** Petunjuk Kerja **
a) Dalam resensi buku Bidadari Bidadari Surga, siapa nama asli penulis yang memakai nama pena Tere-Liye?
b) Lanjutkan resensi buku Bidadari Bidadari Surga setelah kalimat terakhir yang tercantum.

** Petikan Teks **
════════════════════
Wednesday, April 3, 2013

Cinta Tak Terperi Seorang Kakak






(Juara I Lomba Resensi oleh FLP Banjarmasin 2013)
Judul Buku     : Bidadari Bidadari Surga
Penulis            : Tere-Liye
Penerbit          :  Republika
Tahun              : Juni 2008
Tebal               : 365 halaman.
ISBN               : 978-979-1102-26-1

            Tak banyak penulis yang setiap menerbitkan karya, selalu laris manis di pasaran. Bisa di hitung dengan jari penulis-penulis yang selalu sukses dengan setiap karyanya dan bahkan meraih label best seller pada sampul bukunya. Salah satunya adalah Tere-Liye, nama pena dari seorang lelaki bernama Darwis. Pria yang lahir pada  21 Mei 1979 dan besar di pedalaman Sumatra ini telah melahirkan 14 buah buku lebih. Kemampuan menulisnya tak usah diragukan lagi. Dengan kepiawaiannya mengolah kata membuat cerita-cerita yang ditulisnya menjadi sangat memukau dan menyentuh hati.
════════════════════
** Daftar Catatan **

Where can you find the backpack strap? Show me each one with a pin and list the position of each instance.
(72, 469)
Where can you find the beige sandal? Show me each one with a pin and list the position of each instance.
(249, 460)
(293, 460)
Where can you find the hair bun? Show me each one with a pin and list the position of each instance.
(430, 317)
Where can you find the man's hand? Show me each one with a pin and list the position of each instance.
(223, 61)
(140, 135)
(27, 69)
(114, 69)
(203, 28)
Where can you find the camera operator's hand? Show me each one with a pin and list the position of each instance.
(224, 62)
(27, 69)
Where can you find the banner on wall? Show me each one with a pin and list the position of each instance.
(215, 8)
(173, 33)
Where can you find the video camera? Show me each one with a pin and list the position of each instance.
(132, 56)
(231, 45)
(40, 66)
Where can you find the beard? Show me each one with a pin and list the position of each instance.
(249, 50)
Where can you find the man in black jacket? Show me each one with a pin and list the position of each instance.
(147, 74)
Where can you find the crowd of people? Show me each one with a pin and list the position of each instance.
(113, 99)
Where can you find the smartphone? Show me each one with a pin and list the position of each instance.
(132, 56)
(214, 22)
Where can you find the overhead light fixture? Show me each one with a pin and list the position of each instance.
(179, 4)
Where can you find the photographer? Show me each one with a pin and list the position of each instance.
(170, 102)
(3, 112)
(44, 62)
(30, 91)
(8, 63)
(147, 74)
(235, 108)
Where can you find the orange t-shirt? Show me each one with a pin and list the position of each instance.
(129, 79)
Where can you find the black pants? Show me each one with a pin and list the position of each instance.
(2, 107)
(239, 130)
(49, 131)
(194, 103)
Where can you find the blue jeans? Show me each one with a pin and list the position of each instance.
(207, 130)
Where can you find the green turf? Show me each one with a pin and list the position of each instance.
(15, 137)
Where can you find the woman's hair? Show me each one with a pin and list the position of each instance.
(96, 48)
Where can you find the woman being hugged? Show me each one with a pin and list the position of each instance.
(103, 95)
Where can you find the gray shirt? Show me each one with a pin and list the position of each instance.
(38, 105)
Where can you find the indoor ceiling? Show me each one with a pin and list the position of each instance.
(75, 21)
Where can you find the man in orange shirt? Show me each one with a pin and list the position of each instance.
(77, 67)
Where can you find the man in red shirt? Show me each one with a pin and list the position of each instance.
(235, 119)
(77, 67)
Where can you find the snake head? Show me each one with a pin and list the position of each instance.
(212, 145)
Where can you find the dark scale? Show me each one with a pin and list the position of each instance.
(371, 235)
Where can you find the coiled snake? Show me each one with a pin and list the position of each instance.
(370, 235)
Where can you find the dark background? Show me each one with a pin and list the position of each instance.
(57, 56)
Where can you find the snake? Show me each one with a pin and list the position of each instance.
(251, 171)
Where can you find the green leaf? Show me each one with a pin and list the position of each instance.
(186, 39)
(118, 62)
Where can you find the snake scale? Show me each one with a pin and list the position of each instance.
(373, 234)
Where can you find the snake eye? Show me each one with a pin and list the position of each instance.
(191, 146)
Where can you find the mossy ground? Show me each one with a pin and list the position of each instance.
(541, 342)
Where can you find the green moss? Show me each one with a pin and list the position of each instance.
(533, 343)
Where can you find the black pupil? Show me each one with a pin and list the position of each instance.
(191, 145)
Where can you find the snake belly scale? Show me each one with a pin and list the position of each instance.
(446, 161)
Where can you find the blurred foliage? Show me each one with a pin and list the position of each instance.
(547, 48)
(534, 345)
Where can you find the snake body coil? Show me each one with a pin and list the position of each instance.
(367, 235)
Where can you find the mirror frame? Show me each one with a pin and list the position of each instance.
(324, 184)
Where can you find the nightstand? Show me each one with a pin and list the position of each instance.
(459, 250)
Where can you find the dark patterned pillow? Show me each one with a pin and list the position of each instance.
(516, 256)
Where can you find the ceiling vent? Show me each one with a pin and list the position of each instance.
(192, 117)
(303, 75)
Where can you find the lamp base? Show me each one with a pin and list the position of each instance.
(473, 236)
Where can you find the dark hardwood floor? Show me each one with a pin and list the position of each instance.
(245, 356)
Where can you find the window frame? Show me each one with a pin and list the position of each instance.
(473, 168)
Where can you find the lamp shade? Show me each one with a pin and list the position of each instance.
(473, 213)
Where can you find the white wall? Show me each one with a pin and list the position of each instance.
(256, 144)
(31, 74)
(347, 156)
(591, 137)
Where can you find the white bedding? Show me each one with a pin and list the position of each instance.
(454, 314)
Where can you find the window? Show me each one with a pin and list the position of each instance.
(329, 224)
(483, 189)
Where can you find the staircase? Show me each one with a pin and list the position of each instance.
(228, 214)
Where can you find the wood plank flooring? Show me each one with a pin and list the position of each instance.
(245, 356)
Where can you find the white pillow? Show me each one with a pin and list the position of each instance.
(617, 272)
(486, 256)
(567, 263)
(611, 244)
════════════════════
** Jawaban **
a) Darwis.

b)
Buku-bukunya yang telah beredar antara lain: Kisah Sang Penandai, Ayahku (bukan) Pembohong, Pukat, Eliana, Burlian, Hafalan Shalat Delisa, Moga Bunda Disayang Allah, Bidadari-bidadari Surga, Negeri Para Bedebah, Kau, Aku & Sepucuk Angpao Merah, dan buku-buku lainnya. Bahkan, beberapa buah bukunya telah di angkat ke layar lebar.
            Salah satu novelnya yang telah difilmkan adalah novel “Bidadari-bidadari Surga” ini. Novel ini mengisahkan tentang perjuangan dan pengorbanan seorang kakak bernama Laisa. Demi adik-adik yang di cintainya: Dalimunte, Ikanuri, Wibisana, dan Yashinta. Ia rela meninggalkan bangku sekolah dan membantu mamak di ladang agar adik-adiknya bisa terus mengenyam pendidikan dan kelak menjadi orang yang sukses.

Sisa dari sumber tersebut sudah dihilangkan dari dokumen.